## Written exercise 1
In the GDPR discussion, what does the shop-owner comparison say a customer has no right to demand?

* begin Text passage *

This may be an edgy and rebellious sentiment that makes me a radical anti-privacy activist, but unless you're storing levels of information on me that are similar to facebook/google/etc., I do not give a damn whether you're soft-deleting or hard-deleting my IP address and my user account. If your web app is just a web app, and not one component of a vast surveillance octopus which puts tentacles on almost every website using social media buttons and GA.js, I don't think it matters in the slightest.
It feels like all these tiny companies, one-man shops, and early-stage startups are going to be collateral damage to a regulation designed to stop facebook and google from knowing a horrific amount about everyone. In fact, it feels like a regulatory moat that will do very little to impede any big tech company while forcing me to do twice as much work for any side project I try to develop.
There's so much smugness about the GDPR being a "good reflecting moment", etc. which makes me think that people who support the GDPR believe that there's no way detractors could disagree with it in good faith or for good reasons.
> This may be an edgy and rebellious sentiment that makes me a radical anti-privacy activist, but unless you're storing levels of information on me that are similar to facebook/google/etc., I do not give a damn whether you're soft-deleting or hard-deleting my IP address and my user account. If your web app is just a web app, and not one component of a vast surveillance octopus which puts tentacles on almost every website using social media buttons and GA.js, I don't think it matters in the slightest.
> It feels like all these tiny companies, one-man shops, and early-stage startups are going to be collateral damage to a regulation designed to stop facebook and google from knowing a horrific amount about everyone. In fact, it feels like a regulatory moat that will do very little to impede any big tech company while forcing me to do twice as much work for any side project I try to develop.
If you don't store PII, you don't have to do any work. Done. If you need to have PII for your webapp to function, you barely have to do any work besides giving the that care people their rights
> There's so much smugness about the GDPR being a "good reflecting moment", etc. which makes me think that people who support the GDPR believe that there's no way detractors could disagree with it in good faith or for good reasons.
I think it's mainly a difference in viewpoint: this is my data for me. Not yours. GDPR makes it easier for me to enforce that. From my perspective I don't care about you violating my rights "in good faith", just like most people don't cares if you trespass on my property and steal something "in good faith".
If you don't store PII, you don't have to do any work. Done. If you need to have PII for your webapp to function, you barely have to do any work besides giving the that care people their rights
The problem is not the work that the GDPR requires, the problem is the work I'll have to put into understanding the GDPR.
I think it's mainly a difference in viewpoint: this is my data for me. Not yours.
This is the part that I don't understand. If I own a shop, and you come in and buy something, you have absolutely no right to demand that I forget your face and your purchase. In the real world, it's not your data, it's my memory. If I go home and write in my diary that today hekfu bought lots of broccoli, you don't have the right to come to me in five years and demand that I remove all mention of you from my diary at my own cost.

* end Text passage *
* begin Entries *

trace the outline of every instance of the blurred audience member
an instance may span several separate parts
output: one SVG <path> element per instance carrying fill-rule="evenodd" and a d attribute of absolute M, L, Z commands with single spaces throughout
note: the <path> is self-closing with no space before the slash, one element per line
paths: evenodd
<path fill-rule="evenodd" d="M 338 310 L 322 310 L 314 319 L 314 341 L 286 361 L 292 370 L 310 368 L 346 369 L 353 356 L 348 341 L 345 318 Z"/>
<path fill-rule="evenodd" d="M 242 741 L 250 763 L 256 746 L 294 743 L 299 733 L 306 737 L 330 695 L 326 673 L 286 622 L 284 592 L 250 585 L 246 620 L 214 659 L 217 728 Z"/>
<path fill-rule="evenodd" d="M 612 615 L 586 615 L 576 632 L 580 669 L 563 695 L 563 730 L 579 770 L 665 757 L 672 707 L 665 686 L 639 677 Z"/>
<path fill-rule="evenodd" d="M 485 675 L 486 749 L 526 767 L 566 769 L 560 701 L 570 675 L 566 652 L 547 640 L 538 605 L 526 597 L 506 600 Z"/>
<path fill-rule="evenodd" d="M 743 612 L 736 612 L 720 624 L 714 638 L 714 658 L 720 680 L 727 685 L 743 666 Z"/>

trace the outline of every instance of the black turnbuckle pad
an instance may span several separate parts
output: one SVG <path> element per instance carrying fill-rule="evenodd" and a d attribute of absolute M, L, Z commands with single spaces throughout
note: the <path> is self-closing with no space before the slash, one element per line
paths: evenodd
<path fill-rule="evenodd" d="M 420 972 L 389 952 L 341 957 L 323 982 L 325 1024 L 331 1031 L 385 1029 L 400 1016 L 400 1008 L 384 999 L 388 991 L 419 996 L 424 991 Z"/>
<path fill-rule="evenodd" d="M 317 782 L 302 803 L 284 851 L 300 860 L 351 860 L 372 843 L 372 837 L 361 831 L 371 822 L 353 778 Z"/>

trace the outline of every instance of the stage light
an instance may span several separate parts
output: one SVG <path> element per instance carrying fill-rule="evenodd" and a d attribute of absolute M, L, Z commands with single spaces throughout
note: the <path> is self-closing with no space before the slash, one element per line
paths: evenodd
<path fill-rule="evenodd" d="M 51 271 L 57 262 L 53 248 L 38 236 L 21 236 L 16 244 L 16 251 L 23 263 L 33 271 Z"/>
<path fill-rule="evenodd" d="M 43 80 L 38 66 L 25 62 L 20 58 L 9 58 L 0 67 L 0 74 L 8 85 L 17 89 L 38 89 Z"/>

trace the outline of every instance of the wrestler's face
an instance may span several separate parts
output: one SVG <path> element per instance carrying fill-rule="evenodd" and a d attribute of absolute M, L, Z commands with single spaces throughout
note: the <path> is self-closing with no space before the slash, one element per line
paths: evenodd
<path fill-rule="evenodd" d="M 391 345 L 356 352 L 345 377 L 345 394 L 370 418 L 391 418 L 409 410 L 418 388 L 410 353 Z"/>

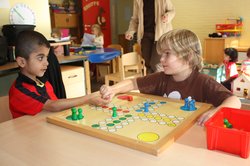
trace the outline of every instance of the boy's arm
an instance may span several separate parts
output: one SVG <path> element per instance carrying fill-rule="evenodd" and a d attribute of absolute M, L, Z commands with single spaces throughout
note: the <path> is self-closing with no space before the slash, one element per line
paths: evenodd
<path fill-rule="evenodd" d="M 75 106 L 83 104 L 93 105 L 105 105 L 108 101 L 101 98 L 99 92 L 92 93 L 90 95 L 71 98 L 71 99 L 58 99 L 58 100 L 47 100 L 43 106 L 43 110 L 47 111 L 62 111 Z"/>
<path fill-rule="evenodd" d="M 121 81 L 113 86 L 103 85 L 100 93 L 103 99 L 111 100 L 118 93 L 125 93 L 131 90 L 138 90 L 136 79 Z"/>
<path fill-rule="evenodd" d="M 210 117 L 212 117 L 221 107 L 241 108 L 241 102 L 240 99 L 236 96 L 228 97 L 218 107 L 212 108 L 209 111 L 202 114 L 197 121 L 198 125 L 204 126 L 204 123 Z"/>

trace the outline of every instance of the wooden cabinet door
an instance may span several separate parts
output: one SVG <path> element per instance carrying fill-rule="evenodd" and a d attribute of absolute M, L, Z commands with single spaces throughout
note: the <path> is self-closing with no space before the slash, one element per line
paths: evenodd
<path fill-rule="evenodd" d="M 224 60 L 224 49 L 238 47 L 238 38 L 207 38 L 204 42 L 203 58 L 206 63 L 220 64 Z"/>
<path fill-rule="evenodd" d="M 77 14 L 54 13 L 55 28 L 74 28 L 78 26 Z"/>

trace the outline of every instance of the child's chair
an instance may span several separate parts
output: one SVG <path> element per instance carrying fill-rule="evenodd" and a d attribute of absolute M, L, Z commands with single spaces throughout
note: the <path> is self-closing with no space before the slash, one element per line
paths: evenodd
<path fill-rule="evenodd" d="M 116 73 L 107 74 L 105 76 L 105 84 L 109 85 L 110 81 L 117 83 L 125 79 L 142 76 L 143 66 L 140 62 L 141 62 L 141 56 L 137 52 L 129 52 L 129 53 L 121 55 L 118 58 L 119 71 Z M 138 69 L 138 70 L 129 69 L 126 71 L 125 68 L 129 68 L 130 66 L 131 67 L 133 66 L 135 67 L 135 69 Z"/>
<path fill-rule="evenodd" d="M 141 54 L 141 46 L 138 43 L 135 43 L 133 45 L 133 51 L 137 52 L 140 55 L 141 58 L 141 64 L 142 64 L 142 70 L 143 70 L 143 76 L 146 76 L 146 66 L 145 66 L 145 60 L 142 58 L 142 54 Z M 125 66 L 125 71 L 129 71 L 129 70 L 138 70 L 138 66 Z"/>
<path fill-rule="evenodd" d="M 121 55 L 123 54 L 123 47 L 120 44 L 110 44 L 107 46 L 107 48 L 114 48 L 119 51 L 121 51 Z M 103 63 L 97 63 L 96 64 L 96 80 L 101 81 L 102 78 L 106 74 L 115 73 L 118 70 L 118 61 L 117 59 L 114 59 L 112 61 L 107 61 Z M 112 70 L 111 70 L 112 68 Z"/>

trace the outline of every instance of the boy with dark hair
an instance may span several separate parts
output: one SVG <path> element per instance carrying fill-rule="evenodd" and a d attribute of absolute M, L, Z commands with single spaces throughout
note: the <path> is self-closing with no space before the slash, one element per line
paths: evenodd
<path fill-rule="evenodd" d="M 20 72 L 9 91 L 9 107 L 13 118 L 35 115 L 42 110 L 61 111 L 91 103 L 103 105 L 107 101 L 98 93 L 72 99 L 57 99 L 51 84 L 43 78 L 48 67 L 50 44 L 36 31 L 23 31 L 16 40 L 16 62 Z"/>
<path fill-rule="evenodd" d="M 235 48 L 225 48 L 224 50 L 224 66 L 226 73 L 226 80 L 221 84 L 228 90 L 231 90 L 231 83 L 238 77 L 238 70 L 236 62 L 238 61 L 238 51 Z"/>

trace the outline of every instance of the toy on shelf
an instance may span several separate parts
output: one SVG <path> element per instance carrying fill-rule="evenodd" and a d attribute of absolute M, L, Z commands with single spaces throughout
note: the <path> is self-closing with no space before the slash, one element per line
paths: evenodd
<path fill-rule="evenodd" d="M 225 24 L 216 24 L 216 32 L 223 37 L 240 37 L 243 27 L 242 17 L 228 18 Z"/>

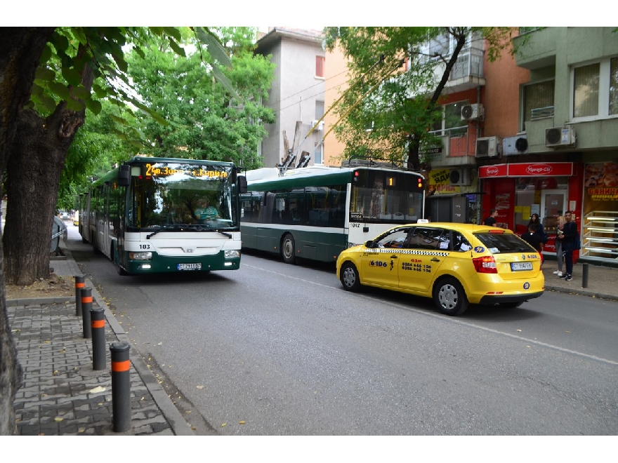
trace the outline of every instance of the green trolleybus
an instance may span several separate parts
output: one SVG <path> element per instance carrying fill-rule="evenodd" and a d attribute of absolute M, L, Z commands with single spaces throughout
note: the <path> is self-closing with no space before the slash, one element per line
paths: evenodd
<path fill-rule="evenodd" d="M 227 162 L 134 157 L 81 197 L 82 241 L 121 275 L 238 269 L 246 180 L 237 173 Z"/>
<path fill-rule="evenodd" d="M 382 167 L 308 167 L 246 173 L 241 195 L 242 246 L 336 262 L 344 249 L 397 224 L 423 218 L 423 177 Z"/>

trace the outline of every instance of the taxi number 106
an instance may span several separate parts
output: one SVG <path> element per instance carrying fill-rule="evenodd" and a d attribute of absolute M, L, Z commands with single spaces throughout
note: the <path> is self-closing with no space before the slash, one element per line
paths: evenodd
<path fill-rule="evenodd" d="M 424 271 L 426 273 L 431 273 L 430 265 L 423 265 L 422 264 L 412 264 L 410 262 L 403 262 L 402 269 L 404 270 L 412 270 L 412 271 Z"/>

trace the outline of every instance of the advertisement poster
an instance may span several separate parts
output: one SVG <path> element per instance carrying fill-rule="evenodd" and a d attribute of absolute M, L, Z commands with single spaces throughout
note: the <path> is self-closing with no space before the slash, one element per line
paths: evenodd
<path fill-rule="evenodd" d="M 450 174 L 452 168 L 435 169 L 429 172 L 429 190 L 428 194 L 457 194 L 468 192 L 475 192 L 478 179 L 475 176 L 470 185 L 451 184 Z"/>
<path fill-rule="evenodd" d="M 584 204 L 589 205 L 586 213 L 596 210 L 616 210 L 614 205 L 618 201 L 618 163 L 586 164 L 584 186 Z"/>

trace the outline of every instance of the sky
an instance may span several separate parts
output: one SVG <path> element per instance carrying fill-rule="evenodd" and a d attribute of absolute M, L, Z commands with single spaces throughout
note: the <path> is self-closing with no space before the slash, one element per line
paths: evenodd
<path fill-rule="evenodd" d="M 479 0 L 474 8 L 462 8 L 460 1 L 442 0 L 438 11 L 429 4 L 409 0 L 391 0 L 388 8 L 380 8 L 379 4 L 343 0 L 296 4 L 282 0 L 267 4 L 249 0 L 228 3 L 185 0 L 182 4 L 107 0 L 93 4 L 90 10 L 77 3 L 60 6 L 48 0 L 4 3 L 0 26 L 189 26 L 195 22 L 210 26 L 271 24 L 320 30 L 321 26 L 311 25 L 428 26 L 438 21 L 469 26 L 616 26 L 613 15 L 600 13 L 607 11 L 607 4 L 600 0 L 588 0 L 585 7 L 575 1 L 520 0 L 504 6 Z"/>

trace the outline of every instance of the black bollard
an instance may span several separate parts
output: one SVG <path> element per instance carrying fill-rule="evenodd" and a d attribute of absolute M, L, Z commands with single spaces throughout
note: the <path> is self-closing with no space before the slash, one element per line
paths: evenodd
<path fill-rule="evenodd" d="M 81 288 L 86 287 L 84 275 L 75 275 L 75 315 L 81 316 Z"/>
<path fill-rule="evenodd" d="M 90 310 L 92 309 L 92 288 L 81 288 L 81 325 L 84 327 L 84 337 L 92 337 L 92 327 L 90 323 Z"/>
<path fill-rule="evenodd" d="M 114 343 L 112 351 L 112 415 L 114 431 L 124 432 L 131 427 L 131 381 L 129 344 Z"/>
<path fill-rule="evenodd" d="M 92 369 L 105 369 L 105 316 L 100 307 L 90 311 L 92 320 Z"/>

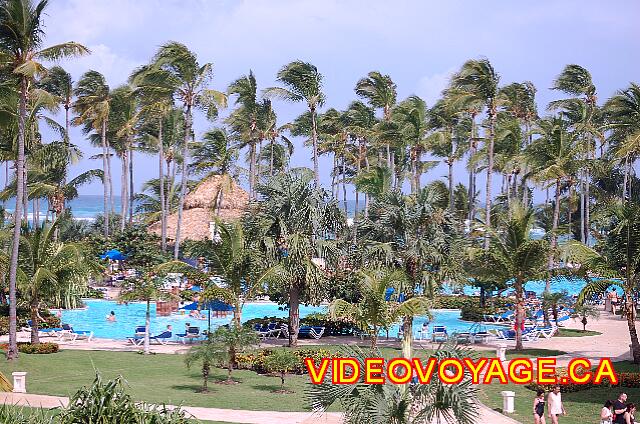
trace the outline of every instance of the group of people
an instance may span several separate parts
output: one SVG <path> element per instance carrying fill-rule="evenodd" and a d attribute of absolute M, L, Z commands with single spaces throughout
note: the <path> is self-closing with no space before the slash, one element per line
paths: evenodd
<path fill-rule="evenodd" d="M 558 418 L 561 415 L 567 415 L 567 411 L 564 409 L 562 403 L 562 393 L 560 393 L 560 386 L 555 386 L 552 391 L 547 395 L 545 401 L 544 390 L 538 389 L 536 397 L 533 400 L 533 419 L 535 424 L 546 424 L 544 410 L 547 408 L 547 415 L 551 419 L 551 424 L 558 424 Z"/>
<path fill-rule="evenodd" d="M 635 423 L 636 405 L 626 402 L 626 393 L 620 393 L 618 399 L 614 401 L 606 401 L 600 411 L 600 424 Z"/>

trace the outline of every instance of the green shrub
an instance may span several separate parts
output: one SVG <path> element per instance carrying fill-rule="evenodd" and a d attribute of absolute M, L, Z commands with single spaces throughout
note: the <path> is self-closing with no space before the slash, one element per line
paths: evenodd
<path fill-rule="evenodd" d="M 238 368 L 252 370 L 260 374 L 269 372 L 265 361 L 273 355 L 273 349 L 261 349 L 255 353 L 238 355 L 236 361 Z M 307 367 L 304 364 L 305 358 L 311 358 L 315 363 L 319 363 L 322 358 L 335 358 L 339 355 L 327 349 L 297 349 L 292 353 L 298 358 L 298 363 L 289 371 L 292 374 L 305 374 Z"/>
<path fill-rule="evenodd" d="M 60 350 L 60 346 L 57 343 L 18 343 L 18 351 L 27 354 L 48 355 L 50 353 L 57 353 Z"/>

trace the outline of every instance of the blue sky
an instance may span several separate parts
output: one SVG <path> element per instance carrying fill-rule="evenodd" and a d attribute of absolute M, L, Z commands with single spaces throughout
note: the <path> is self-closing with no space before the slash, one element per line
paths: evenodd
<path fill-rule="evenodd" d="M 92 50 L 62 64 L 75 79 L 94 69 L 112 87 L 148 62 L 159 45 L 175 40 L 214 64 L 212 88 L 218 90 L 249 69 L 261 88 L 272 86 L 282 65 L 302 59 L 324 75 L 327 107 L 345 108 L 355 99 L 356 81 L 372 70 L 391 75 L 399 99 L 417 94 L 432 105 L 465 60 L 487 57 L 502 84 L 532 81 L 543 111 L 557 96 L 548 87 L 568 63 L 591 71 L 599 101 L 640 81 L 639 17 L 640 2 L 633 0 L 56 0 L 45 25 L 47 44 L 73 40 Z M 276 109 L 284 123 L 304 105 L 277 103 Z M 212 125 L 199 119 L 196 130 Z M 79 130 L 72 141 L 85 157 L 94 153 Z M 309 164 L 309 157 L 298 145 L 294 165 Z M 138 187 L 156 176 L 155 163 L 137 157 Z M 329 164 L 321 162 L 325 183 Z M 99 166 L 83 159 L 74 173 Z M 425 181 L 444 174 L 440 166 Z M 455 178 L 466 180 L 464 168 Z M 119 193 L 119 177 L 114 183 Z M 82 190 L 101 192 L 99 184 Z"/>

* end Entries *

## Written exercise 2
Repeat the records unchanged, from their first line through the line containing "743 612 L 736", including both of those lines.

## Task output 1
That the shop owner forget the customer's face and purchase.

## Task output 2
trace the outline of every instance of the blurred audience member
an instance may span several separate parts
output: one SVG <path> element per instance carrying fill-rule="evenodd" and a d attribute of absolute M, L, Z commands with single spaces throughout
note: the <path> is self-closing with no space before the slash, one element per line
paths: evenodd
<path fill-rule="evenodd" d="M 338 310 L 322 310 L 314 319 L 314 341 L 286 361 L 292 370 L 310 368 L 346 369 L 353 356 L 348 341 L 345 318 Z"/>
<path fill-rule="evenodd" d="M 242 741 L 250 763 L 256 746 L 294 743 L 299 733 L 306 737 L 330 695 L 326 673 L 286 622 L 284 592 L 250 585 L 246 620 L 214 659 L 217 728 Z"/>
<path fill-rule="evenodd" d="M 612 615 L 586 615 L 576 632 L 580 669 L 563 695 L 563 730 L 579 770 L 665 757 L 672 707 L 665 686 L 639 677 Z"/>
<path fill-rule="evenodd" d="M 485 675 L 486 749 L 526 767 L 566 769 L 560 701 L 570 675 L 566 652 L 547 640 L 538 605 L 526 597 L 506 600 Z"/>
<path fill-rule="evenodd" d="M 743 612 L 736 612 L 720 624 L 714 638 L 714 658 L 720 680 L 727 685 L 743 666 Z"/>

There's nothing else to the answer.